[THINGS TO DO]
1. In the abstract, over what period were sleep metrics collected through actigraphy?
2. Decide whether each statement agrees with the abstract: (a) fewer than 20 FDA approved treatments exist for MDD; (b) changes in PHQ-9 scores were the target variable; (c) performance was measured with R² and accuracy.
***** TEXT *****
Title : Synapticare: Integrating sleep data and tau biomarkers to assess depression severity
Abstract:
After a year of treatment, only 11% of Major Depressive Disorder (MDD) patients achieved remission. This low recovery rate is not simply due to a lack of effective medications, as there are over 20 FDA approved, effective treatments for MDD. The challenge lies in identifying the best treatment for each individual patient. According to the American Psychiatric Association, a "watchful waiting" approach is recommended to assess whether a particular medication will work for a patient. Currently, depression treatment involves a "trial and error" approach, in which various medications or therapies are tried without a clear understanding of which will work best for the patient. This research focuses on the relationship between various sleep metrics, tau protein deposits, and depressive symptoms. The study aimed to develop a predictive model for the change in depression scores based on tau protein levels, sleep patterns, and depression severity, as measured by PHQ-9 scores. Neuroimaging data were used to measure tau protein levels across brain regions implicated in mood regulation and neurodegeneration. Depression severity was assessed using PHQ-9 scores, while sleep metrics were obtained through actigraphy over a 10-week period. For model development, changes in PHQ-9 scores served as the target variable. Features included tau deposition, baseline depression severity, treatment type, dosage, treatment duration, and sleep metrics. Performance was evaluated using R² and mean squared error (MSE). The Gradient-Boosting model demonstrated strong predictive performance. Results indicate that both tau pathology and sleep quality significantly influence changes in depression severity. These findings suggest that integrating tau- and sleep-based biomarkers into predictive frameworks may improve treatment personalization and clinical outcomes in MDD.
***** DATA FOR REVIEW *****
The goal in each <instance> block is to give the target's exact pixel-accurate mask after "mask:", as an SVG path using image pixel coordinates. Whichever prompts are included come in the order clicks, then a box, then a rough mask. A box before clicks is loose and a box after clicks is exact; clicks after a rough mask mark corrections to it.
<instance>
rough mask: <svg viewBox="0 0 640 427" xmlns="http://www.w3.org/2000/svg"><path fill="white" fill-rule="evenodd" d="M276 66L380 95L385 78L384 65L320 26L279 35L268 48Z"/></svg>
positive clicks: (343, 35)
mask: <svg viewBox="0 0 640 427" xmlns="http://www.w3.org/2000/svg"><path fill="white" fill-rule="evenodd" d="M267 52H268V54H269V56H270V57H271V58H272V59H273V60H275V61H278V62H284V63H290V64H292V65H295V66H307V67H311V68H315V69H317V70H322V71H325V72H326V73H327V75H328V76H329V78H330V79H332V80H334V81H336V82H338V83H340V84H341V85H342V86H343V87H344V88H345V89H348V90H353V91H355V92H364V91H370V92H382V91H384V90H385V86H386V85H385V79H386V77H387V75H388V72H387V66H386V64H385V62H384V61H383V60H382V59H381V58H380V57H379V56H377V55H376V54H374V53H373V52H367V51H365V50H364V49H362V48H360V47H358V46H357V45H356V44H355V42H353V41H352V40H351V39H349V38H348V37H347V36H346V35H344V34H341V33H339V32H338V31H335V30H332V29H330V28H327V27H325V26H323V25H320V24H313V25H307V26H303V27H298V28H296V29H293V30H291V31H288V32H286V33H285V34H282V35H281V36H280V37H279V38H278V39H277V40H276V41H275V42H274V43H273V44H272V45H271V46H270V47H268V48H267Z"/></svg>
*****
[RESPONSES]
1. Over a 10-week period.

2.
(a) No: "there are over 20 FDA approved, effective treatments for MDD"
(b) Yes: "changes in PHQ-9 scores served as the target variable"
(c) No: "Performance was evaluated using R² and mean squared error (MSE)"